* [Exercise prompt]: Pick out every line in the records that contains the word "river" and copy each one.

* [Data for this exercise]:
☆ ☆ ☆ ☆
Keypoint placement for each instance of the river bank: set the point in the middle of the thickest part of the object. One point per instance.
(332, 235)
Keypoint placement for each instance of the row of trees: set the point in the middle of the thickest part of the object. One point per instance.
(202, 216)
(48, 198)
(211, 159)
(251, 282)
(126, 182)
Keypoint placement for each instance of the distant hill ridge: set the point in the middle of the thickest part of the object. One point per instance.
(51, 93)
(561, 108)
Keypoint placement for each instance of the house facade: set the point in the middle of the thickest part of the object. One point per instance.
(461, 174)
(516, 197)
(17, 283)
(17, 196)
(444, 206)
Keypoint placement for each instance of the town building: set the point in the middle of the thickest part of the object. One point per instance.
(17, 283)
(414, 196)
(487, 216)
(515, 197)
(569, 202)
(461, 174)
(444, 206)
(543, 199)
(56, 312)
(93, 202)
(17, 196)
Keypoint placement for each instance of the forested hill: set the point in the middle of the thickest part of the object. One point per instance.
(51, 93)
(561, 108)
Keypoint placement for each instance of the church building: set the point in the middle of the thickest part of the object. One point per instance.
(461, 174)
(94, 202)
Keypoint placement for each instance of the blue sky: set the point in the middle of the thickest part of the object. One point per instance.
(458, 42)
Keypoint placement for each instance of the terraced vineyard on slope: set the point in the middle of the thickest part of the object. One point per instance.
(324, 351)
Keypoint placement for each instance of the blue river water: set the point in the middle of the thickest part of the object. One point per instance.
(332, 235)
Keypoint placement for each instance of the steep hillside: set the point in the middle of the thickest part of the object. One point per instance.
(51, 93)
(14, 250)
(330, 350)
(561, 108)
☆ ☆ ☆ ☆
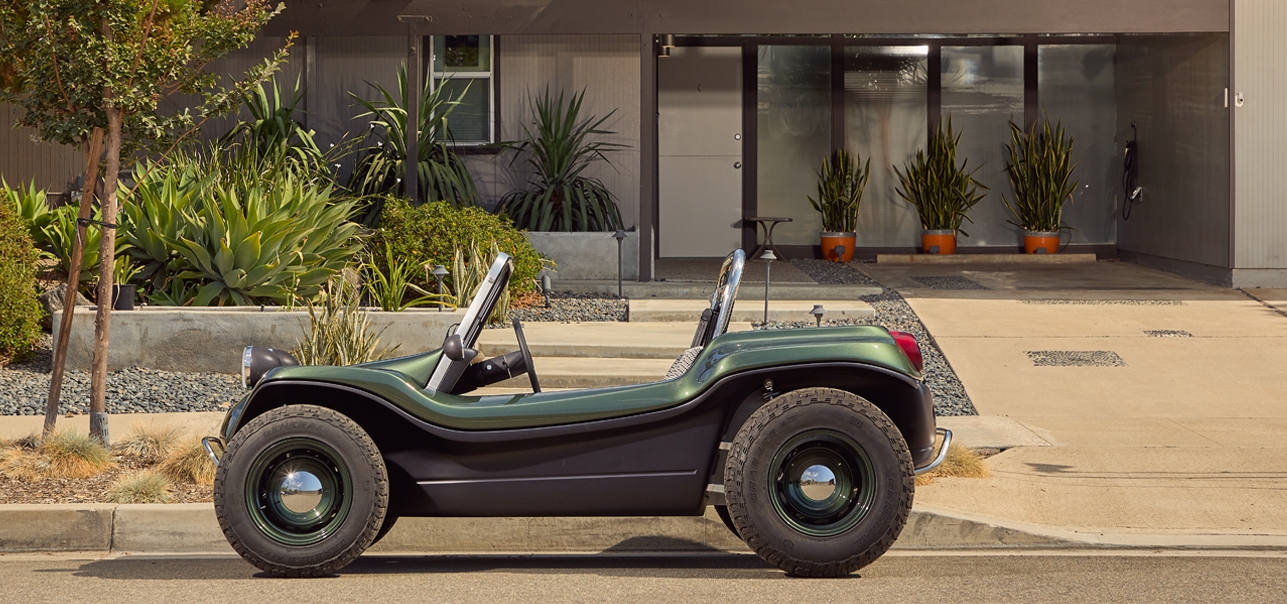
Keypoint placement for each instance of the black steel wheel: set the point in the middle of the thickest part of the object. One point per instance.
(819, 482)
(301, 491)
☆ ☆ ☆ ☆
* [Answer for the task]:
Keypoint placement for each instance of the river bank: set the point in the middle of the thickest part of the object. One point per instance.
Keypoint placement for each instance of the blue river water: set the point in the middle of the thickest part of the object. One point per instance.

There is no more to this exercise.